+++ Data for analysis

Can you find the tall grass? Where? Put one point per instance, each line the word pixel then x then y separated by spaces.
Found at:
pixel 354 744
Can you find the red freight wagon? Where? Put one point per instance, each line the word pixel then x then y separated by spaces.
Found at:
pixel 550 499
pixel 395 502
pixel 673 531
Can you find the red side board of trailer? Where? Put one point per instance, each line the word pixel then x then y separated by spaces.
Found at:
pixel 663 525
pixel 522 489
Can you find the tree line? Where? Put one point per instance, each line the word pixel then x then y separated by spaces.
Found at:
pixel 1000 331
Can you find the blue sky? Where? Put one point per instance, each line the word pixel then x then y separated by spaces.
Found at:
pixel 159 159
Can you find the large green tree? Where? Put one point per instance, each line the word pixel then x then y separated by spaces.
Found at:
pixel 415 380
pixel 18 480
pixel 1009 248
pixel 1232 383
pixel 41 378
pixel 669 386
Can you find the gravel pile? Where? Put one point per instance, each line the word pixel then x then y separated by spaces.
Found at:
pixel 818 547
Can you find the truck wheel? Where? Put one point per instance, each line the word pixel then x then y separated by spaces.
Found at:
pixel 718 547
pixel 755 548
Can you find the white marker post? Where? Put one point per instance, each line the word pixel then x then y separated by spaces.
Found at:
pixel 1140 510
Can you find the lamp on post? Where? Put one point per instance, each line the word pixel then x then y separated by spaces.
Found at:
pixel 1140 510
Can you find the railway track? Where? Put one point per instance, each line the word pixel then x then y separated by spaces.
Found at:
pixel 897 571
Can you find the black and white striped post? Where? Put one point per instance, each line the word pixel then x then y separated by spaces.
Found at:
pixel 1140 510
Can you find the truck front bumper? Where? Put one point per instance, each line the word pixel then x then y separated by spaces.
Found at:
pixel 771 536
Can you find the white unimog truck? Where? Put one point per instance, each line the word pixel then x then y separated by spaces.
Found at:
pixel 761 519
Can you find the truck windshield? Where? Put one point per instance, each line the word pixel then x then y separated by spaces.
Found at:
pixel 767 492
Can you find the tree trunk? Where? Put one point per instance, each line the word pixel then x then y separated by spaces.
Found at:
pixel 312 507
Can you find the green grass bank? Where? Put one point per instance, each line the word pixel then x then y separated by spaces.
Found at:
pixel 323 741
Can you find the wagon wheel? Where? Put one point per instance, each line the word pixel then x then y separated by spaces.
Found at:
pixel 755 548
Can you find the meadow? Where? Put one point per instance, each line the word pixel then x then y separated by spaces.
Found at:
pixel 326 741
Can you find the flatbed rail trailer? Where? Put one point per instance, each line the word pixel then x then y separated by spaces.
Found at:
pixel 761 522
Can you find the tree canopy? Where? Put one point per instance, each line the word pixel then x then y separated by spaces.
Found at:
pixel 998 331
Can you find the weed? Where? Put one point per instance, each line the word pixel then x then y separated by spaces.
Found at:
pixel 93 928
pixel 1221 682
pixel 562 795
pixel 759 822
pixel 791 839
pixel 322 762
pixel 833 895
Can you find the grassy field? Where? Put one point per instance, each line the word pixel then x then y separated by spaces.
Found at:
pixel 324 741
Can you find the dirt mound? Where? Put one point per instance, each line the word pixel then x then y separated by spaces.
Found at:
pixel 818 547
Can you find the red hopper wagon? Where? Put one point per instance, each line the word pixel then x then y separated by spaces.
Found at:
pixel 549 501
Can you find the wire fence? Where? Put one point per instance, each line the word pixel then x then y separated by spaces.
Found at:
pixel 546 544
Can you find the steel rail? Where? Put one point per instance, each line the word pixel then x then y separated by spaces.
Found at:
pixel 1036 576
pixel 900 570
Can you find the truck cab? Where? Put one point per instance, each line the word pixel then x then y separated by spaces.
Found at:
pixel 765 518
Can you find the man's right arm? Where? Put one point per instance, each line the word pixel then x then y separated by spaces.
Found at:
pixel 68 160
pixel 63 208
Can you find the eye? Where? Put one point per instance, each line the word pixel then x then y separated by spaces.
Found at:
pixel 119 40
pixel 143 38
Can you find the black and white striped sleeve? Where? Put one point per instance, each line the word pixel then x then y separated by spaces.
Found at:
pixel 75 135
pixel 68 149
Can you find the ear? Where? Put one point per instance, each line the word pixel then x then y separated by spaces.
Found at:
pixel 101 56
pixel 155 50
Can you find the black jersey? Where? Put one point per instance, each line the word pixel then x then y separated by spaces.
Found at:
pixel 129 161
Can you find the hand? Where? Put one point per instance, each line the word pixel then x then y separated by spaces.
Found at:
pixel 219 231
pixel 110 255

++++++

Your job is to output all of the material exactly.

Written answer:
Can you find the tall grass? Where? Put one point per instance, each line the word pixel then x then y separated by spaces.
Found at:
pixel 354 744
Can you find the red freight wagon? Where? Put one point per instance, each line the word pixel then x then y separated by spaces.
Found at:
pixel 550 499
pixel 395 502
pixel 673 531
Can you find the red side board of trailer? Where? Put one point per instance, each line the word pixel then x then y separated by spaces.
Found at:
pixel 663 525
pixel 522 489
Can you find the tree line? Where? Put one point per instance, each line the word pixel then x then y separated by spaces.
Found at:
pixel 1000 331
Can you find the blue sky? Where? Put one point per instance, each line the word pixel then x then y separated by spaces.
Found at:
pixel 159 159
Can you find the large green tree? Where? Put one point per instance, each line the word pixel then x then y separated by spaces.
Found at:
pixel 415 380
pixel 18 480
pixel 1009 248
pixel 1232 383
pixel 41 378
pixel 669 386
Can you find the gravel pile? Where? Put one point per instance, each line the word pixel then x then y separated by spaces.
Found at:
pixel 818 547
Can you find the truck wheel? Where? Put one point per instance, each line the word pixel then x then y separated by spaces.
Found at:
pixel 718 547
pixel 755 548
Can you find the white marker post? Where? Put one point per instance, each line the word pixel then x then y separated by spaces.
Found at:
pixel 1140 510
Can you find the lamp on post? Where? Put one point per instance, each line the word pixel then x then y separated by spaces.
Found at:
pixel 1140 510
Can you find the railway track? Where? Put one point per instance, each line the word pixel then x then y separated by spaces.
Found at:
pixel 897 571
Can you find the black and white striped post? Where? Put one point per instance, each line the word pixel then x then y separated by spaces.
Found at:
pixel 1140 510
Can you find the truck front bumper? Where? Put one point per instance, each line the word pixel then x then y separated by spaces.
Found at:
pixel 771 536
Can you find the white unimog truck? Where? Put one point per instance, each line the word pixel then x then y separated by spaces.
Found at:
pixel 761 519
Can you find the truck windshield? Where? Put one point per instance, each line the word pixel then x then y separated by spaces.
Found at:
pixel 767 492
Can you find the tree trunk? Where? Put one point per instance, each line the word pixel then x then y separated by spaces.
Found at:
pixel 312 507
Can you find the green grass bank? Where? Put one point per instance, each line the word pixel then x then y separated by spaces.
Found at:
pixel 323 741
Can you find the wagon wheel? Where? Put one point per instance, each line the word pixel then x then y separated by spaces.
Found at:
pixel 755 548
Can you find the meadow? Where? Put one point per instance, each line the word pixel then x then y separated by spaces.
Found at:
pixel 326 741
Can you find the flatbed rail trailer? Where? Put one point per instance, each line the word pixel then x then y separated by spaces.
Found at:
pixel 761 522
Can you find the tree canopy? Where? Put one point per instance, each line the word pixel then x then y separated by spaces.
Found at:
pixel 998 331
Can you find the weed? Where? Put one point per instance, each line the word pixel then x then y separated by spaces.
Found at:
pixel 93 928
pixel 1221 682
pixel 562 795
pixel 759 822
pixel 791 839
pixel 322 762
pixel 833 895
Can you find the grassy field? Where? Put one point per instance, each line the word pixel then x then y separated by spaces.
Found at:
pixel 324 741
Can you find the dirt mound? Where? Put one point per instance, each line the word pixel then x then y separated by spaces.
Found at:
pixel 818 547
Can you find the red hopper wagon? Where? Put one point per instance, each line the word pixel then x then y separated by spaces.
Found at:
pixel 549 501
Can you find the wire fence? Where? Put one point per instance, each line the word pixel then x then y separated by spaces.
Found at:
pixel 546 544
Can you find the steel rail? Where? Put one point per instance, each line the word pixel then x then y separated by spaces.
Found at:
pixel 1036 576
pixel 900 570
Can you find the truck cab? Where? Put one point per instance, each line the word pixel then x then y separated by spaces.
Found at:
pixel 765 518
Can you find the man's right arm? Where? Put one point per instance, each line the word pixel then x then y separated by spaces.
Found at:
pixel 68 160
pixel 63 208
Can you find the eye? Where? Put one point per instance, each line the word pixel then x then y separated by spaces.
Found at:
pixel 119 40
pixel 143 38
Can you find the black and white striped sleeve? Where? Put one point per instance, each line the word pixel then x then y separated by spaces.
Found at:
pixel 75 135
pixel 68 149
Can you find the ear? Where? Put one point per instance, each line the word pixel then x then y separated by spaces.
Found at:
pixel 101 56
pixel 155 50
Can you find the black jersey? Where? Put one point per instance, each line the word pixel then x then y separated by spaces.
Found at:
pixel 129 161
Can you find the hand? Where? Put one point per instance, each line the word pixel then x then y separated by spaces.
Found at:
pixel 219 231
pixel 110 255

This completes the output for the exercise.